#### DATA FOR REVIEW

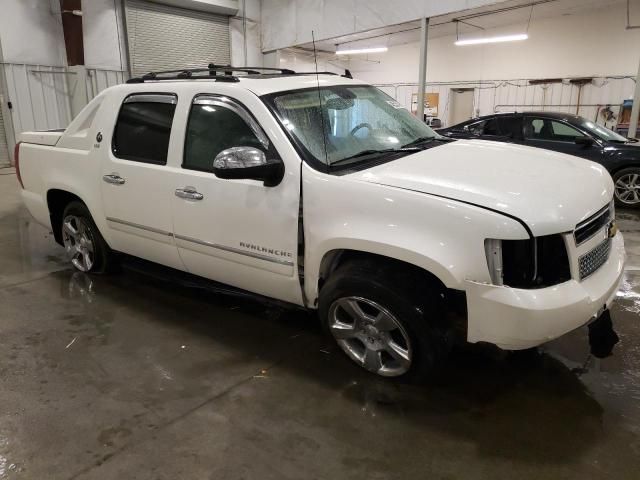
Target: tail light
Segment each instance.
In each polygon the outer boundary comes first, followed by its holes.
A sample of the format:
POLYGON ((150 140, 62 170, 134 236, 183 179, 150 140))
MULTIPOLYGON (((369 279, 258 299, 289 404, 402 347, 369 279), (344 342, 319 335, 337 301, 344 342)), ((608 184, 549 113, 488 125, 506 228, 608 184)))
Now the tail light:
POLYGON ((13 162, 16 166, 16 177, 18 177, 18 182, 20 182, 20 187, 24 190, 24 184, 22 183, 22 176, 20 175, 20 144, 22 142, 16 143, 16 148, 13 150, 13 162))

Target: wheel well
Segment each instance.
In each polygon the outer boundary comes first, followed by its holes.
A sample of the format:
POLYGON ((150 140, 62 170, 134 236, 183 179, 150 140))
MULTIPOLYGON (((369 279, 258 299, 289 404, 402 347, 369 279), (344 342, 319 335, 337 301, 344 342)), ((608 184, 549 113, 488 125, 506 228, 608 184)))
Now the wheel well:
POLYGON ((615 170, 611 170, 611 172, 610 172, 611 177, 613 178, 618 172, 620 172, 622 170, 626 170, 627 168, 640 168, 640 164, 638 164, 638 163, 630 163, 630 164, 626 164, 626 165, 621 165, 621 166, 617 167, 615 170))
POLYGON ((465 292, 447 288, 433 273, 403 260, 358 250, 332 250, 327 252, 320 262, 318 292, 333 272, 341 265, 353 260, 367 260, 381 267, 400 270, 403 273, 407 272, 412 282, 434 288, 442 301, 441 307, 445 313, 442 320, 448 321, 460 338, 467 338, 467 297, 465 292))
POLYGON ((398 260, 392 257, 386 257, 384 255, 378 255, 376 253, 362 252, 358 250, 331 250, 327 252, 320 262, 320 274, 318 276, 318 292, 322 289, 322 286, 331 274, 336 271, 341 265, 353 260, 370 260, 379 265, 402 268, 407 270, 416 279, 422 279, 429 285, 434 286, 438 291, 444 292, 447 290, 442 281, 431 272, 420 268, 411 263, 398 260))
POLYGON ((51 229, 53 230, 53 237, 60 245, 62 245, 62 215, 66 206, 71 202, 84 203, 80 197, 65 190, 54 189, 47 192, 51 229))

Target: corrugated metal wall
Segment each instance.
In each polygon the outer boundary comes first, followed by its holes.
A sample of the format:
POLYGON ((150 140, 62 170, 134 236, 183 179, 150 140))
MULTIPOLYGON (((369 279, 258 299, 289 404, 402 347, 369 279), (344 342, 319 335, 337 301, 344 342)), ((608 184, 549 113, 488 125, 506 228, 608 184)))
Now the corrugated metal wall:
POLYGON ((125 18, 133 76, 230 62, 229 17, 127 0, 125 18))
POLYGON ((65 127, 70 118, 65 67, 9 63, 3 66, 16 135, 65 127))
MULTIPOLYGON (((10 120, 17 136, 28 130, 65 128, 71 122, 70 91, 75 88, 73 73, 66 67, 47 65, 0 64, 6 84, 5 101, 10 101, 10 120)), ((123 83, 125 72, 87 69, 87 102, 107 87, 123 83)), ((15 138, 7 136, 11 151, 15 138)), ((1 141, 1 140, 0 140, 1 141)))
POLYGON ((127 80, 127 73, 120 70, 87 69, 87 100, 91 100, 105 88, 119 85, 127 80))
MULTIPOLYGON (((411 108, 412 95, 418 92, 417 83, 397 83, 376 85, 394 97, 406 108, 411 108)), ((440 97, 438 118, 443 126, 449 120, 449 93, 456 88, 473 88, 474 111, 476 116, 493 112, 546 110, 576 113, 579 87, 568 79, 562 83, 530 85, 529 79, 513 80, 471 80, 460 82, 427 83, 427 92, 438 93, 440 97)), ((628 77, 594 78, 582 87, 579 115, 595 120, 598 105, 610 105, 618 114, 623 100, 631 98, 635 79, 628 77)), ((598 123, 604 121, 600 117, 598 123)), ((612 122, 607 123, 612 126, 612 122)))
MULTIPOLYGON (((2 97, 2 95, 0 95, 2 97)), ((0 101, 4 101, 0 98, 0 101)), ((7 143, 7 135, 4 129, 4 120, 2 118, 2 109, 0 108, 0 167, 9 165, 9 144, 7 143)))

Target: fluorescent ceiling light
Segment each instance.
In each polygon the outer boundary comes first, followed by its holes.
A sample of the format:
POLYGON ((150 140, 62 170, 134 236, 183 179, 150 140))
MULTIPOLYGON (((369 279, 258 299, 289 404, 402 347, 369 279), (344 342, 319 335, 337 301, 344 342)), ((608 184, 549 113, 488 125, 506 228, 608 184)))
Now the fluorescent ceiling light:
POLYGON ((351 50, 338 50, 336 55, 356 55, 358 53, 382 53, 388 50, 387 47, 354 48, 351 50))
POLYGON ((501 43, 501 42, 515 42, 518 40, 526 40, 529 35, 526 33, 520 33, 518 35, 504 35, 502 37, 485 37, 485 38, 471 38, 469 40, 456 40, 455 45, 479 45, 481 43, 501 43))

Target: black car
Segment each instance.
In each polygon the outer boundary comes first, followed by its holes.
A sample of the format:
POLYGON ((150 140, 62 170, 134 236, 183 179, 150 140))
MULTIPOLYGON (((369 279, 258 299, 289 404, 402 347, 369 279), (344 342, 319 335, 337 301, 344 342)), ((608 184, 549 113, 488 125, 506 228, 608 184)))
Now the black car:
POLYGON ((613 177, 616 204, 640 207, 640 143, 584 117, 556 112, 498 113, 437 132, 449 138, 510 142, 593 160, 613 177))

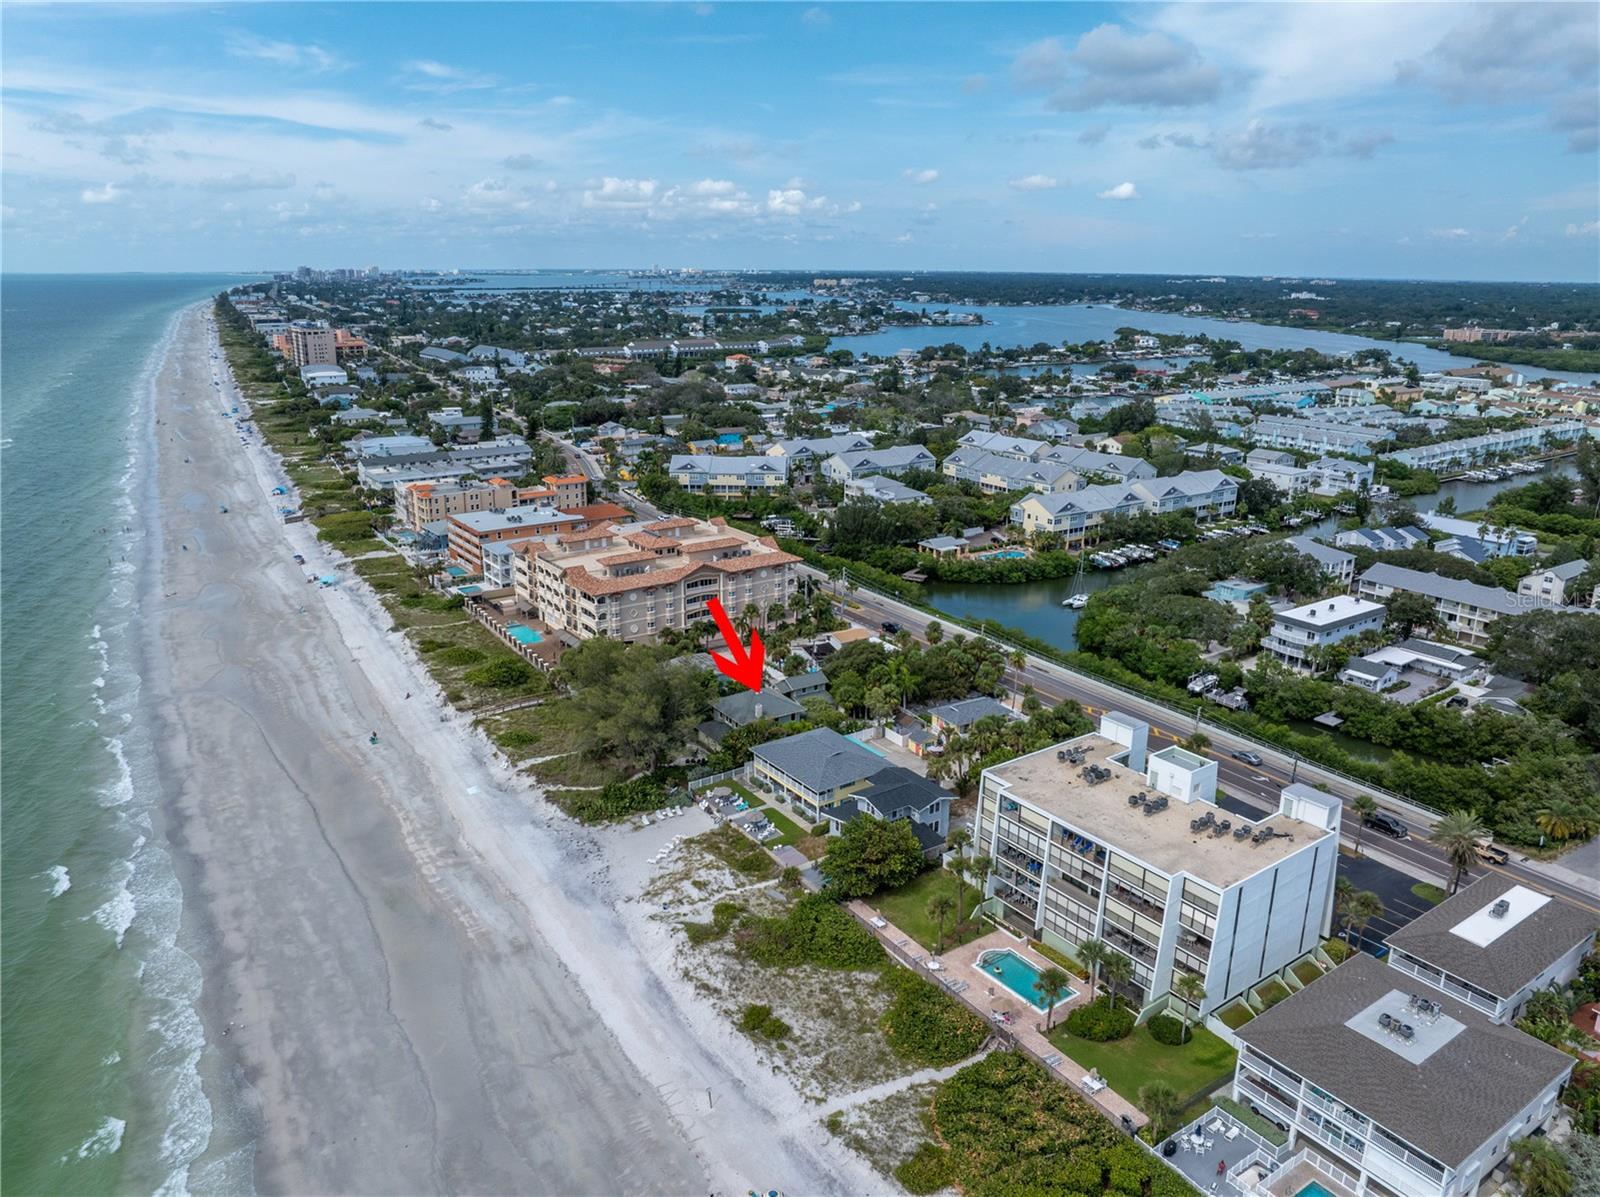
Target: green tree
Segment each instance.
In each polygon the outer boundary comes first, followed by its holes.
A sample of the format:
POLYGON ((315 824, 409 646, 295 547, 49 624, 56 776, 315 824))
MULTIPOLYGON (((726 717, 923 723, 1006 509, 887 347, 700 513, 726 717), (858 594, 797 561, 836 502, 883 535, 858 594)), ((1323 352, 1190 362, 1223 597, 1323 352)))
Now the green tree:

########

■ EXERCISE DIRECTIONS ■
Each line in the data that holds the string "green" needs to be copied.

■ SOLUTION ■
Target: green tree
Now the green tree:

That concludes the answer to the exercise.